→ **To do**
Will you quote only the lines starting at the one that contains "of the clear" and ending with the last line of the listing below, inclusive?

§

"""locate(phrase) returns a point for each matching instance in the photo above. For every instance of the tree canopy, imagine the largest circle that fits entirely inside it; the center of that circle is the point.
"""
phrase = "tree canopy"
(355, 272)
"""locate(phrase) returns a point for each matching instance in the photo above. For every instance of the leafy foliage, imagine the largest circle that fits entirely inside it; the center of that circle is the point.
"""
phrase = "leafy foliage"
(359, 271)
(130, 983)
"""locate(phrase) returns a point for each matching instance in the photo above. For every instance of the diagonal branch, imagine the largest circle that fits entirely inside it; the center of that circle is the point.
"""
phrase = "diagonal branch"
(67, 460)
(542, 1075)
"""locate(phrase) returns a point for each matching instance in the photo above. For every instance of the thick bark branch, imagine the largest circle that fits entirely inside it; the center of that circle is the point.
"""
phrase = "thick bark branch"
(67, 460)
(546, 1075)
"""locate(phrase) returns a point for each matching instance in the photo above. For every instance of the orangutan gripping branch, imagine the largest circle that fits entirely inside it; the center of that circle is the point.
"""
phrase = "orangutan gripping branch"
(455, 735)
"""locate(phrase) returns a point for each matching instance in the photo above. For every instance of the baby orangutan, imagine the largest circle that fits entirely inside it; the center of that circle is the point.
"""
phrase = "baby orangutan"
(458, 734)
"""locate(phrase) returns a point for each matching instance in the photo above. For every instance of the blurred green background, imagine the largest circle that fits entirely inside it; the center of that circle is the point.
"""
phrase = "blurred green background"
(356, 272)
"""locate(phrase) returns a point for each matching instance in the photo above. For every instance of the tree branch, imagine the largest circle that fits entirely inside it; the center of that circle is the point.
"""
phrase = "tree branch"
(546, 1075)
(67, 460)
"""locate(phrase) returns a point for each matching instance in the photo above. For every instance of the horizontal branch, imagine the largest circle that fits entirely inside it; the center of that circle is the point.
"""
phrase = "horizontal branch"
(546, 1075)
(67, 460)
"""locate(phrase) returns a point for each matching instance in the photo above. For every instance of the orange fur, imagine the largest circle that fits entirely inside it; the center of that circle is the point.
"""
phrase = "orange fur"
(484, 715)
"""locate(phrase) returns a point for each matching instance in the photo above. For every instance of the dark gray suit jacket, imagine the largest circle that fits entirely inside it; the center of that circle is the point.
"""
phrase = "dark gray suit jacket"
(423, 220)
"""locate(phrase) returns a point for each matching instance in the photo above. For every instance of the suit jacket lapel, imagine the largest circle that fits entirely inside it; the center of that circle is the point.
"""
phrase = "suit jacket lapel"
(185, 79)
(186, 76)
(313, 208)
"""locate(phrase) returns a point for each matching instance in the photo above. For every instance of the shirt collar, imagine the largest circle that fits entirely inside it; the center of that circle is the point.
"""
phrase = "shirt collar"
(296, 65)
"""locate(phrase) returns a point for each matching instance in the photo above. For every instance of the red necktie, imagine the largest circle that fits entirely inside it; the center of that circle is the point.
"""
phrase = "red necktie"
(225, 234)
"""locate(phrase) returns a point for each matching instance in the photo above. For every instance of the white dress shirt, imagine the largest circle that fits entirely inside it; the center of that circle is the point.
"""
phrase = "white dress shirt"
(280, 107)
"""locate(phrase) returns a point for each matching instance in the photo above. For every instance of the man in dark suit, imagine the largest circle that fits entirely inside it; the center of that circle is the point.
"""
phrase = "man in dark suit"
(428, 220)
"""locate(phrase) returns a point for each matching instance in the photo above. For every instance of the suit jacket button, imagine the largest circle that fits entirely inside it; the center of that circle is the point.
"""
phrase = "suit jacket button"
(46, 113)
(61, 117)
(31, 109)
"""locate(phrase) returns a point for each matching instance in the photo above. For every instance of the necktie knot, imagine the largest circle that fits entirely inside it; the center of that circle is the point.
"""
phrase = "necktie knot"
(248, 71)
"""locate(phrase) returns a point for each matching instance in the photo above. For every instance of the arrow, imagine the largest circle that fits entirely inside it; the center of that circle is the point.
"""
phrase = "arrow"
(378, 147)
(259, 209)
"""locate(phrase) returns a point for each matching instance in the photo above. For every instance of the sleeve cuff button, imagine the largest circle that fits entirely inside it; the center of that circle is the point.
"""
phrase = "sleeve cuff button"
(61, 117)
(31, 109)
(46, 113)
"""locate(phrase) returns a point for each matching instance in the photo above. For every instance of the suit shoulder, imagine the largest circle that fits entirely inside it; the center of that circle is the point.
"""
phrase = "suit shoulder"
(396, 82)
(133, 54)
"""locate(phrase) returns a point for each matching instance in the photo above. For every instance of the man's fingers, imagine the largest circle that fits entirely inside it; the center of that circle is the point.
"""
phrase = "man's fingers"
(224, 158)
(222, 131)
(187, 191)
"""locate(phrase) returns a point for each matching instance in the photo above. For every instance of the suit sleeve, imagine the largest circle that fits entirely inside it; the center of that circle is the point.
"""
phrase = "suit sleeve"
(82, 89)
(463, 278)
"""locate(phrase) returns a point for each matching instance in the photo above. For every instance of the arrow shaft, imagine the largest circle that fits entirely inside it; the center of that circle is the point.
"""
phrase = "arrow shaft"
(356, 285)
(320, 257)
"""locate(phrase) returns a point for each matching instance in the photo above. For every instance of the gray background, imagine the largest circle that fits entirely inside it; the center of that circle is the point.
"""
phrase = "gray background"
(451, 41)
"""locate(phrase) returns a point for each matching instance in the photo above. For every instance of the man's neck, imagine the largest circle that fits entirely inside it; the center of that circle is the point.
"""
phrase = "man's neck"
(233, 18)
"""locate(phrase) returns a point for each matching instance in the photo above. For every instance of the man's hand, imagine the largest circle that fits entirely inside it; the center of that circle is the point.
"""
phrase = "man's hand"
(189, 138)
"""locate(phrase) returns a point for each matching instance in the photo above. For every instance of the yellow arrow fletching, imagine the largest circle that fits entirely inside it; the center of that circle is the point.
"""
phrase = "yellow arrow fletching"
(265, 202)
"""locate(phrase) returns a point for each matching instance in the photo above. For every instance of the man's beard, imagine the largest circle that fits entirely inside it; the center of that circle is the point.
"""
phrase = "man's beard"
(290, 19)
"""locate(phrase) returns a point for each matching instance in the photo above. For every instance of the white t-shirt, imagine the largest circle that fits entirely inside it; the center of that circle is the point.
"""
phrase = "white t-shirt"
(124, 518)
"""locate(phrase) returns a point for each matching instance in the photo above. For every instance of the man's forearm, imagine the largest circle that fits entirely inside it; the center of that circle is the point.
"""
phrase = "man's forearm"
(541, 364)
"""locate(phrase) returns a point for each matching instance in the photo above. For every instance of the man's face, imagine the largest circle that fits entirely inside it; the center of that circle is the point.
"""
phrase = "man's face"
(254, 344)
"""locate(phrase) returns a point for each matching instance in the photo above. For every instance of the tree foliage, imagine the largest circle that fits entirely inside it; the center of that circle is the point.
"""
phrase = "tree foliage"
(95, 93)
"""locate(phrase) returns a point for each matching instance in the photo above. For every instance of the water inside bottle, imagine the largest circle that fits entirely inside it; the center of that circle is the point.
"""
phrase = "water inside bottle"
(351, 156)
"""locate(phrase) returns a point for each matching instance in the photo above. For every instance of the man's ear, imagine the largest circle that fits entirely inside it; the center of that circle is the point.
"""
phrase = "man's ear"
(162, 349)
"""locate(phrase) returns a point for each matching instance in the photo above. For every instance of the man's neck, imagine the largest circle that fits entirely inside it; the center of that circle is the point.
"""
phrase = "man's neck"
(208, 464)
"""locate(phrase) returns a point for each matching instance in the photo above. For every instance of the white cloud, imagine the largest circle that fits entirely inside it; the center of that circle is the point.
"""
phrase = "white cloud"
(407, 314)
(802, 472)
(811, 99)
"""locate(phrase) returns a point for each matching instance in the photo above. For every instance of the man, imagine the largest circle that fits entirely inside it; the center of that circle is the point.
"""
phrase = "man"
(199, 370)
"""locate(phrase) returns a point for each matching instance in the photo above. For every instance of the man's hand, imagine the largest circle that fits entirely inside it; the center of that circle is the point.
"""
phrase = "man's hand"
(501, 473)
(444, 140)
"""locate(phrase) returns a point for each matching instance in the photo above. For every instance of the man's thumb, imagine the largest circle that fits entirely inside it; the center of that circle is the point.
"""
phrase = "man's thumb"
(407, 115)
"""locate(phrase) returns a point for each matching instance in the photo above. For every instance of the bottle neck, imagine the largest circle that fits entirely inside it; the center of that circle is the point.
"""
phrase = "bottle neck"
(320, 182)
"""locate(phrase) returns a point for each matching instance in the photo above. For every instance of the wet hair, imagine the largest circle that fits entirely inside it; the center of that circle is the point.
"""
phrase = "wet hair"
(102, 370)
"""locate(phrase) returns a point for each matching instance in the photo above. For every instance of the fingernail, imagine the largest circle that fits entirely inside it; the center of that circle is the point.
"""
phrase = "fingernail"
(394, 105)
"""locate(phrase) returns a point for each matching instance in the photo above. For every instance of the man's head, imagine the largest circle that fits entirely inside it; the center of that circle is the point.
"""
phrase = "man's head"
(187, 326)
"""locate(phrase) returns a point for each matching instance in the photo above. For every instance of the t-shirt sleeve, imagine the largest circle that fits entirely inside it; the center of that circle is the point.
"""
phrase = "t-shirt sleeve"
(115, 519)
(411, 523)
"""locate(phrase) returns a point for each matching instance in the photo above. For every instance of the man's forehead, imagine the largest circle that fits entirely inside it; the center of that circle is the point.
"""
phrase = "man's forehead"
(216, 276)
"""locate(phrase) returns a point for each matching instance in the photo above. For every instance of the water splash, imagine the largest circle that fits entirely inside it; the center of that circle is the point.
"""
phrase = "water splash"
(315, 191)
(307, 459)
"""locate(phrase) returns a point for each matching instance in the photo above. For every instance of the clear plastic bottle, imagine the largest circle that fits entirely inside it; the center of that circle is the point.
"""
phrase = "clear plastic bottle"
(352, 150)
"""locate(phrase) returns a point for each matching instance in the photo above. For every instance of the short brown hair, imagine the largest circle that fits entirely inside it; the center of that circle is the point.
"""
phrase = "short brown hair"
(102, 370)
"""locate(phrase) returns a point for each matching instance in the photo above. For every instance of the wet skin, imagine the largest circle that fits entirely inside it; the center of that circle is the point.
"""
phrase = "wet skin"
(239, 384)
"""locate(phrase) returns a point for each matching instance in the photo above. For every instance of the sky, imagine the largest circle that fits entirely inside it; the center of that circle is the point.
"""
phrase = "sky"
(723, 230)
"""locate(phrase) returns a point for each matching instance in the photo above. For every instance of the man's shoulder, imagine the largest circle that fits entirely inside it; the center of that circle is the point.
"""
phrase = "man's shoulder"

§

→ **Solution for this problem**
"""locate(phrase) returns a point for each matching instance in the photo above. For every instance of the clear plastic bottle, imagine the largest circle that fits entirely inside it; the center of that circle is the point.
"""
phrase = "clear plastic bottle"
(352, 150)
"""locate(phrase) returns a point for each matching instance in the photo above. For every instance of the short brown hair, imagine the largest circle that fits entirely inside it; the center of that circle is the point.
"""
phrase = "short brown hair"
(102, 370)
"""locate(phrase) returns a point for each matching instance in the photo above. For every instance of the wet skin, imagine the largest circle that fits entirely inside it; the center of that circle is the point.
"""
phrase = "wet skin"
(239, 384)
"""locate(phrase) returns a point for each matching instance in the photo above. For every instance of the sky, imagine the largest circle that fits entirely inside it; the center of that circle is the point.
"""
phrase = "sky"
(723, 230)
"""locate(phrase) returns a point for each matching instance in the photo above. For every instance of the man's shoulder, imagine the largest circle that fits entirely inside it; the center of that circle is the point.
"""
phrase = "man's shoulder"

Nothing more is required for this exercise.